## [WHAT THIS TASK INVOLVES]
Which lines below contain the word "dill"? Return each such line in full. Case counts, so a capitalized form doesn't match.

=======

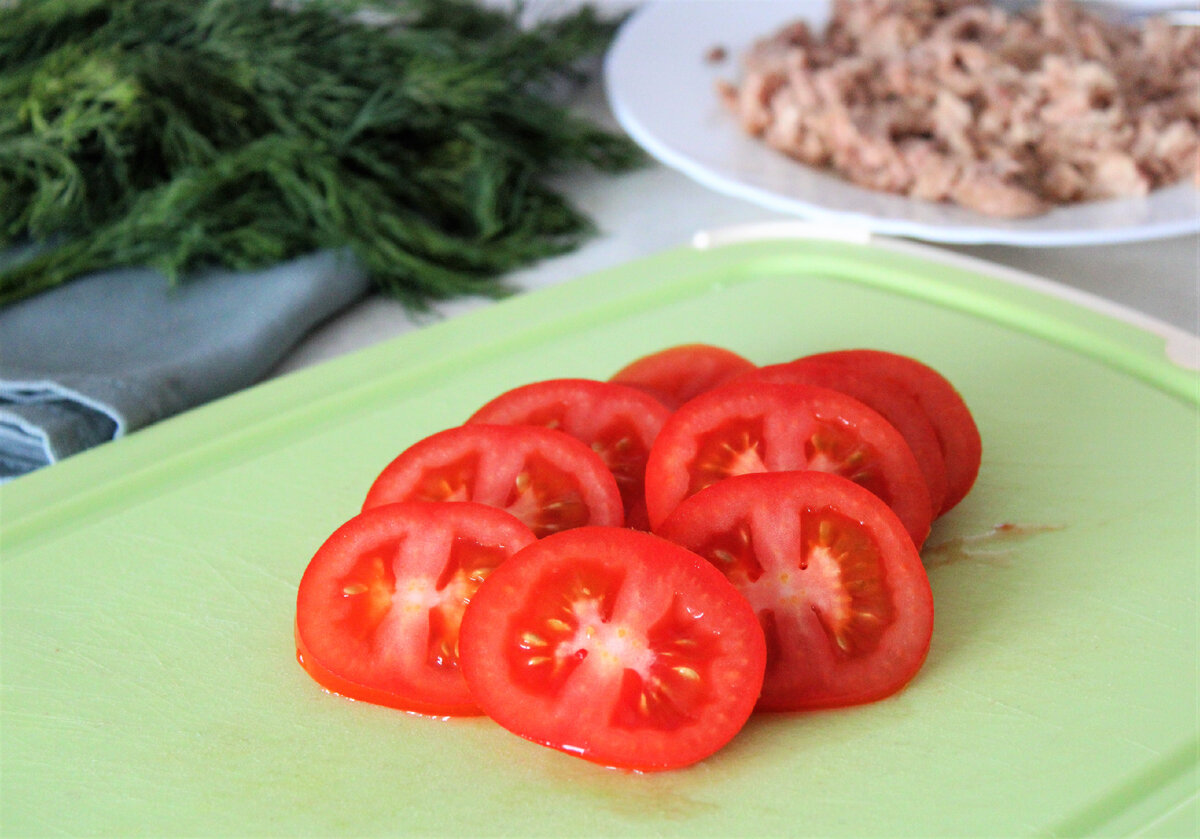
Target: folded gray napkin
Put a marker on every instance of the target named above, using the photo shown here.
(117, 351)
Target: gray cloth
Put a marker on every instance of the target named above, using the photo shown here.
(113, 352)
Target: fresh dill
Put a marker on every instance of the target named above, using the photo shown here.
(185, 133)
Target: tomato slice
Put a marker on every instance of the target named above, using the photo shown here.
(946, 408)
(768, 426)
(381, 603)
(615, 646)
(677, 373)
(877, 391)
(838, 586)
(618, 423)
(546, 478)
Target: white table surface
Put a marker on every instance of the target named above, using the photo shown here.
(657, 208)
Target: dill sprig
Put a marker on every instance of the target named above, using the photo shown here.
(185, 133)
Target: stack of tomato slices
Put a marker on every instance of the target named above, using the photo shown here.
(628, 569)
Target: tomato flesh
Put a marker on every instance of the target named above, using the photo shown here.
(379, 606)
(615, 646)
(838, 586)
(618, 423)
(545, 478)
(766, 426)
(957, 432)
(677, 373)
(892, 401)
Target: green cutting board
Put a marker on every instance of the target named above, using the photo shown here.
(149, 681)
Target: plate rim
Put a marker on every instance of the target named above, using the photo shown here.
(1024, 233)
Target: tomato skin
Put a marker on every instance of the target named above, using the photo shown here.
(379, 604)
(877, 391)
(677, 373)
(546, 478)
(616, 421)
(947, 411)
(839, 587)
(768, 426)
(613, 646)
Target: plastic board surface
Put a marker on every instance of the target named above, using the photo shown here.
(149, 681)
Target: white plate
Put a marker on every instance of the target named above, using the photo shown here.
(663, 93)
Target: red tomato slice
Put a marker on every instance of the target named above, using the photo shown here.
(618, 423)
(895, 405)
(615, 646)
(838, 586)
(953, 423)
(677, 373)
(546, 478)
(381, 603)
(767, 426)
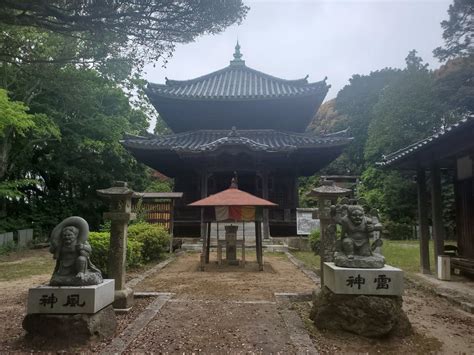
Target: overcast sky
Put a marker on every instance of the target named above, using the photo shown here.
(333, 38)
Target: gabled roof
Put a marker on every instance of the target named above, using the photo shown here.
(460, 133)
(257, 140)
(237, 82)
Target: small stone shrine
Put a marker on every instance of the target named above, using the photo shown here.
(359, 292)
(77, 303)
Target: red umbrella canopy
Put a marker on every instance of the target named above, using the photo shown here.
(233, 204)
(232, 197)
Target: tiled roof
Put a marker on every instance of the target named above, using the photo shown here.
(237, 81)
(210, 140)
(427, 142)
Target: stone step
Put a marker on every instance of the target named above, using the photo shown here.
(267, 247)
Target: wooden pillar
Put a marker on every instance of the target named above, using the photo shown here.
(437, 211)
(203, 188)
(208, 242)
(266, 217)
(423, 231)
(171, 224)
(258, 244)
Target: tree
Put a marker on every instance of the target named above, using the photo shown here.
(457, 31)
(92, 116)
(328, 119)
(106, 31)
(407, 111)
(356, 101)
(454, 86)
(15, 121)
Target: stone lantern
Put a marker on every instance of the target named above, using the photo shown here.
(327, 195)
(120, 214)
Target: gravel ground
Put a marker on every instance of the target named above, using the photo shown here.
(233, 310)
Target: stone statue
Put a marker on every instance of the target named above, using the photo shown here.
(71, 251)
(357, 229)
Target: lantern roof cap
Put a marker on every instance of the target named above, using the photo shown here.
(328, 187)
(119, 189)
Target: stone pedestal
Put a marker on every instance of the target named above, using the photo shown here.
(70, 299)
(386, 281)
(370, 316)
(72, 327)
(367, 302)
(75, 313)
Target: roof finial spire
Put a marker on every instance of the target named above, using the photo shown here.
(237, 56)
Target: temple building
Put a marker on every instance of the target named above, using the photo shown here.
(241, 122)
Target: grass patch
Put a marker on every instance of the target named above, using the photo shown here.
(310, 260)
(22, 265)
(405, 254)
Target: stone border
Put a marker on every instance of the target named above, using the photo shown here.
(294, 325)
(123, 340)
(300, 265)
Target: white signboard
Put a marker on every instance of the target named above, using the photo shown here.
(305, 223)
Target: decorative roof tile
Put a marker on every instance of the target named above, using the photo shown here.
(237, 81)
(210, 140)
(412, 149)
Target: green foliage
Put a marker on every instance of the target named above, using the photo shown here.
(100, 243)
(160, 186)
(92, 116)
(391, 193)
(145, 243)
(305, 185)
(315, 241)
(454, 88)
(154, 238)
(109, 35)
(457, 31)
(407, 111)
(397, 231)
(7, 248)
(355, 102)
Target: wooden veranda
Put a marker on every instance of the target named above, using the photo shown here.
(451, 149)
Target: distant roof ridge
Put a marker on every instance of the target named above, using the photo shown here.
(416, 146)
(301, 81)
(228, 130)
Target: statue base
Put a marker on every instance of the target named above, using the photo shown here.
(386, 281)
(374, 261)
(70, 299)
(72, 328)
(370, 316)
(123, 299)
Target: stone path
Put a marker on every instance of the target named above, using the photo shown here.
(221, 310)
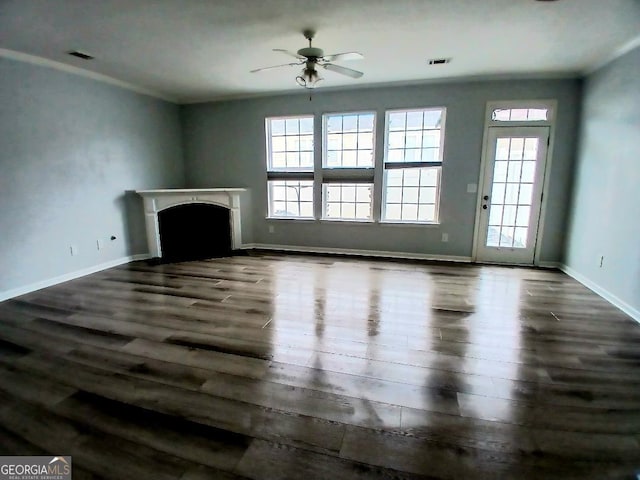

=======

## [EXERCISE ANSWER]
Target: fresh dill
Target: dill sprig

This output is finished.